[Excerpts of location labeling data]
--------------------
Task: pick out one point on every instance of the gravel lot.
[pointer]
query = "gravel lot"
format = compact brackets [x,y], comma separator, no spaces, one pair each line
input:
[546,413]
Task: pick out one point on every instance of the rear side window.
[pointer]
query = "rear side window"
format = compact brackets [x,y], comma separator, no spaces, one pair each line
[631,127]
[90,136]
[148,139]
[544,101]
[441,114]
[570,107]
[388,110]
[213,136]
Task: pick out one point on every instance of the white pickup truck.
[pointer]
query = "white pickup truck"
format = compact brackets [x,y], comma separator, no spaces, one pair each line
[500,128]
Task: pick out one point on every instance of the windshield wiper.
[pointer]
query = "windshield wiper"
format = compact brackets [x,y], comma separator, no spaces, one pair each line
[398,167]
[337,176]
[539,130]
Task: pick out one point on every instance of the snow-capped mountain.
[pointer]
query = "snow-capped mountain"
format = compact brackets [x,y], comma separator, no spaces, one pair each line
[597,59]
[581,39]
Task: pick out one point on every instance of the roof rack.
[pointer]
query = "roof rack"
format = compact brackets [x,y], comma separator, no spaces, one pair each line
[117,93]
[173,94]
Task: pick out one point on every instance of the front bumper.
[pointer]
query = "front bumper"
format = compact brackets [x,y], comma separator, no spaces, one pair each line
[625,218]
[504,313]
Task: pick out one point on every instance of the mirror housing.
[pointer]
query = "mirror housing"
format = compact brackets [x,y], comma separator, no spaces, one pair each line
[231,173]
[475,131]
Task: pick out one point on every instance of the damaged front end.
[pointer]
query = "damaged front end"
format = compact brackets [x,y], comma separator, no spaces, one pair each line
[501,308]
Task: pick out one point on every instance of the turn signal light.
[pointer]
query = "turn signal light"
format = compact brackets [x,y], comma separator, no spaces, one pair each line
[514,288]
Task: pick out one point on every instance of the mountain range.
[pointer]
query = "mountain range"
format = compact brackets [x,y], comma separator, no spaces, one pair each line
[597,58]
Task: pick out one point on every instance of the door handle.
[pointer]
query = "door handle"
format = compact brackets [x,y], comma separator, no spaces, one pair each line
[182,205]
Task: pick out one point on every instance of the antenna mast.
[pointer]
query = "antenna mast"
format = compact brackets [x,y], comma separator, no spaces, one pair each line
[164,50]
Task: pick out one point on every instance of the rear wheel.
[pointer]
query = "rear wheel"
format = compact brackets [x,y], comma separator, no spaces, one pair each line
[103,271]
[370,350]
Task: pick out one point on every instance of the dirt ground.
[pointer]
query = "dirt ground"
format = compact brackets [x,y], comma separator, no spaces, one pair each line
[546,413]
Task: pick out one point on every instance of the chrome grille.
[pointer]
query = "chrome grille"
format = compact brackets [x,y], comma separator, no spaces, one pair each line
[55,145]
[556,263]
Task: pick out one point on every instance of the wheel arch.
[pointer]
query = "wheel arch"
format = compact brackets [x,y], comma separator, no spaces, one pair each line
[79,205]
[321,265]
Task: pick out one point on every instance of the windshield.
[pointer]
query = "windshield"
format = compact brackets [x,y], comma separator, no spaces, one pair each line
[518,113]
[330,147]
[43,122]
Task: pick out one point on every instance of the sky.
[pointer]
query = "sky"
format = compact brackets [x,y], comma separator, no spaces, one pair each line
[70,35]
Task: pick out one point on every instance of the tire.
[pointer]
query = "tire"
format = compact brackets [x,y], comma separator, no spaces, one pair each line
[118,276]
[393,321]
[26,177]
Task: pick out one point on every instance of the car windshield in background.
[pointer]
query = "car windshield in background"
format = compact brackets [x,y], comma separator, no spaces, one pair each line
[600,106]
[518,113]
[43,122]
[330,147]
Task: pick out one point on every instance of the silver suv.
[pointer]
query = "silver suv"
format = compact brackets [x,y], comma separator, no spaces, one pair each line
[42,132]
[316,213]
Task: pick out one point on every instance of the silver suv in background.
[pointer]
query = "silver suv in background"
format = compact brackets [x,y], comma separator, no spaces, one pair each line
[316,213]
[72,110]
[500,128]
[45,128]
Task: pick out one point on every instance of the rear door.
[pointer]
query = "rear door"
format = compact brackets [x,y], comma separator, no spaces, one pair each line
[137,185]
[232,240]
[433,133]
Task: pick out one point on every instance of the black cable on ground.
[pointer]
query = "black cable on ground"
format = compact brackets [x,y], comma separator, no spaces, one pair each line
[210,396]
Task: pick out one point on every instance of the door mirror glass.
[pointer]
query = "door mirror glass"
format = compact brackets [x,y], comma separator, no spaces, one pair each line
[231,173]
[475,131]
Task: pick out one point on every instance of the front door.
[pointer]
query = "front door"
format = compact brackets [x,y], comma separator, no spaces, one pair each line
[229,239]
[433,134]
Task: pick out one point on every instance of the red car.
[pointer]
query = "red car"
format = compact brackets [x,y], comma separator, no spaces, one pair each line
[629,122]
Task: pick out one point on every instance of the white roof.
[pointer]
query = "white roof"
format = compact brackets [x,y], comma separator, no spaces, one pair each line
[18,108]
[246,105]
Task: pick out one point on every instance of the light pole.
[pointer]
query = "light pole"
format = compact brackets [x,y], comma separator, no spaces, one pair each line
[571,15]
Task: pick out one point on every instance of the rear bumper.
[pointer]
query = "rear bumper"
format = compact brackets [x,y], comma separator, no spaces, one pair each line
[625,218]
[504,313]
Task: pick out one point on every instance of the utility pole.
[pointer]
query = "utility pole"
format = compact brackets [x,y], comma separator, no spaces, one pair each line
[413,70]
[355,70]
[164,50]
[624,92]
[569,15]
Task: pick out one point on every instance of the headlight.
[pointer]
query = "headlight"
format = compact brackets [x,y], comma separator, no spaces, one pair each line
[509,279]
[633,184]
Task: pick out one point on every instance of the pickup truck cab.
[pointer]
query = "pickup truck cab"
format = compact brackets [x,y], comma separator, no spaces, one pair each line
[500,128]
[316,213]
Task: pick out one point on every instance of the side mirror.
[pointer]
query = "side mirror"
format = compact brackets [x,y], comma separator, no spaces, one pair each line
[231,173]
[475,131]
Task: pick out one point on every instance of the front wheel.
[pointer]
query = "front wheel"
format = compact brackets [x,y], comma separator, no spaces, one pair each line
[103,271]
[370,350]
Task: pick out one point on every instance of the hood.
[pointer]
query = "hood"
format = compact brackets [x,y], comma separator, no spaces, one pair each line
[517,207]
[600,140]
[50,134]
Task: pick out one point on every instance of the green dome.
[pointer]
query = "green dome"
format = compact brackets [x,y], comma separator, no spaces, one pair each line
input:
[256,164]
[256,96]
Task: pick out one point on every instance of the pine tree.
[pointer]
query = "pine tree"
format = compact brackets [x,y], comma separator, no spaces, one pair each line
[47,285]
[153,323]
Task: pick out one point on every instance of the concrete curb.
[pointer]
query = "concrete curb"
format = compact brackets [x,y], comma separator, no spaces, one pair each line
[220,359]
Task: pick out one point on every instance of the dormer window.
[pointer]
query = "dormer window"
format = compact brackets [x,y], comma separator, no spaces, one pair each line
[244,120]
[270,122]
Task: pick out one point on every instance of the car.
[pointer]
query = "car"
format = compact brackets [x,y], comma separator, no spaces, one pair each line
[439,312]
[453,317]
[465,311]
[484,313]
--------------------
Your task :: Make an exact copy of all the data.

Solution ::
Task: pick out one point on every instance of the gravel lot.
[pointer]
query = "gravel lot"
format = compact brackets [x,y], comma separator, no spaces, one pair each line
input:
[546,413]
Task: pick out one point on every instance of the rear side window.
[pointer]
query = "rear side window"
format = compact brackets [x,y], comma separator, no spaces, one pair each line
[631,127]
[90,136]
[148,139]
[544,101]
[441,114]
[570,107]
[388,110]
[213,136]
Task: pick out one point on every instance of the white pickup truck.
[pointer]
query = "white pickup truck"
format = compact brackets [x,y], comma separator, no spaces, one pair each line
[500,128]
Task: pick out one point on every instance of the windshield wiper.
[pointer]
query = "windshield wiper"
format = compact brackets [x,y], comma separator, no spaces, one pair each line
[398,167]
[337,176]
[539,130]
Task: pick out one point on every instance of the snow-capped mountain.
[pointer]
query = "snow-capped mountain"
format = compact brackets [x,y], comma separator, no spaces, one pair each line
[597,59]
[581,39]
Task: pick out one point on every instance of the roof rack.
[pointer]
query = "roof rack"
format = compact brackets [x,y], comma separator, no spaces, one pair each line
[117,93]
[173,94]
Task: pick out one point on every instance of the front bumper.
[pointer]
query = "front bumper"
format = compact brackets [x,y], comma separator, no spaces, one pair each line
[625,218]
[504,313]
Task: pick out one point on every instance of the mirror housing.
[pointer]
query = "mirror housing"
format = compact brackets [x,y], comma separator, no spaces, one pair each line
[231,173]
[475,131]
Task: pick out one point on every instance of the damaged front end.
[pointer]
query = "damaged front end"
format = compact brackets [x,y], comma separator, no spaces, one pair each line
[501,308]
Task: pick out one point on every instance of the turn signal light.
[pointer]
query = "turn signal light"
format = compact brackets [x,y], comma separator, no spaces, one pair each line
[514,288]
Task: pick out one point on every instance of the mountain range.
[pointer]
query = "mountain range"
format = compact brackets [x,y], comma separator, no spaces, one pair each line
[597,58]
Task: pick out one point on every instance of the door handle.
[pointer]
query = "door handle"
format = compact brackets [x,y], comma separator, no spaces, one pair each line
[182,205]
Task: pick out one point on every instance of the antenna mast.
[pointer]
query = "antenna mast"
format = compact brackets [x,y], comma separator, no spaces, one pair each line
[164,50]
Task: pick out one point on every instance of the rear wheel.
[pointer]
query = "rear wheel"
format = compact brackets [x,y], comma separator, no spaces, one pair each line
[103,271]
[370,350]
Task: pick out one point on every instance of the dirt ground.
[pointer]
query = "dirt ground"
format = compact brackets [x,y], comma separator, no spaces, one pair each line
[546,413]
Task: pick out one point on every instance of the chrome grille.
[pointer]
query = "chrome grille"
format = compact brackets [x,y], comma separator, no spaces, one pair each line
[55,145]
[556,263]
Task: pick out one point on every instance of the wheel arch.
[pointer]
query = "wheel arch"
format = compact brackets [x,y], comma separator, no spaces, one pair each line
[79,205]
[321,265]
Task: pick out one point on every instance of the windshield.
[pointer]
query = "windshield"
format = compact brackets [x,y], comma separator, no spaces, one pair each line
[518,113]
[330,147]
[43,122]
Task: pick out one point on every instance of the sky.
[pointer]
query = "sky"
format = compact brackets [x,y], comma separator, no spaces, one pair each line
[70,35]
Task: pick out one point on every instance of the tire.
[pointer]
query = "tire"
format = compact brackets [x,y], comma separator, no spaces, one pair each line
[118,276]
[393,321]
[26,177]
Task: pick out one point on every instance of the car windshield in background.
[pointer]
query = "car windshield in background"
format = compact brackets [x,y], comma separator, no spaces, one pair each line
[600,106]
[518,113]
[43,122]
[330,147]
Task: pick out one point on every instance of the silver suv.
[pointer]
query = "silver suv"
format = compact brackets [x,y], comma separator, no spaces, one pair each line
[42,132]
[316,213]
Task: pick out one point on every instance of the silver suv in background.
[pointer]
query = "silver suv in background"
format = compact brackets [x,y], comma separator, no spaces, one pair each line
[316,213]
[72,110]
[500,128]
[45,128]
Task: pick out one point on every instance of the rear door.
[pointer]
query = "rear door"
format = compact brackets [x,y], comma separator, no spaces, one pair each line
[137,185]
[232,240]
[433,133]
Task: pick out one point on every instance of the black cable on ground.
[pointer]
query = "black cable on ground"
format = compact brackets [x,y], comma separator, no spaces, one pair each line
[210,396]
Task: pick out one point on every instance of the door mirror glass.
[pointer]
query = "door mirror glass"
format = compact brackets [x,y], comma separator, no spaces, one pair each line
[231,173]
[475,131]
Task: pick out one point on every instance of the front door.
[pointer]
query = "front door"
format = compact brackets [x,y], comma separator, no spaces, one pair each line
[229,239]
[433,134]
Task: pick out one point on every instance of the red car.
[pointer]
query = "red car"
format = compact brackets [x,y], comma separator, no spaces, one pair each line
[629,122]
Task: pick out one point on every instance of the white roof.
[pointer]
query = "white roof"
format = compact brackets [x,y], comma separator, no spaces, one pair each line
[18,108]
[246,105]
Task: pick out one point on every instance of the light pole.
[pointer]
query = "light pole"
format = compact brackets [x,y], comma separator, no spaces, one pair each line
[571,15]
Task: pick out one point on every instance of the rear bumper.
[pointer]
query = "rear bumper"
format = compact brackets [x,y], comma separator, no spaces, one pair each line
[625,218]
[504,313]
Task: pick out one point on every instance of the utility pole.
[pointer]
query = "utility pole"
format = compact brackets [x,y], comma separator, no spaces, one pair each line
[413,70]
[355,70]
[164,50]
[624,92]
[569,15]
Task: pick out one point on every instance of the headlight.
[pointer]
query = "headlight"
format = compact brackets [x,y], comma separator, no spaces, one pair each line
[509,279]
[633,184]
Task: pick out one point on every instance of the pickup truck cab.
[pointer]
query = "pickup truck cab"
format = compact brackets [x,y], comma separator, no spaces, one pair each line
[500,128]
[316,213]
Task: pick out one point on every instance of the side mirror.
[pointer]
query = "side mirror"
format = compact brackets [x,y], comma separator, no spaces, one pair each line
[231,173]
[475,131]
Task: pick out one point on every instance of the front wheel.
[pointer]
query = "front wheel"
format = compact brackets [x,y], comma separator, no spaces, one pair each line
[103,271]
[370,350]
Task: pick out one point on every instance of the hood.
[pointer]
query = "hood"
format = compact brackets [x,y], comma separator, no spaces, one pair each line
[517,207]
[600,140]
[50,134]
Task: pick out one point on every instance of the green dome.
[pointer]
query = "green dome"
format = compact brackets [x,y], comma separator, no spaces, one pair each line
input:
[256,164]
[256,96]
Task: pick out one point on every instance of the pine tree.
[pointer]
query = "pine tree"
format = compact brackets [x,y], comma separator, no spaces, one pair each line
[47,285]
[153,323]
Task: pick out one point on every instance of the concrete curb.
[pointer]
query = "concrete curb"
format = compact brackets [x,y], comma separator, no spaces, one pair each line
[220,359]
Task: pick out one point on every instance of the dormer window.
[pointer]
query = "dormer window"
format = compact brackets [x,y], comma separator, no spaces, one pair each line
[244,120]
[270,122]
Task: pick out one point on every instance of the car.
[pointer]
query = "car"
format = compact brackets [x,y], comma separator, no spaces, one pair each line
[439,312]
[453,317]
[465,311]
[484,313]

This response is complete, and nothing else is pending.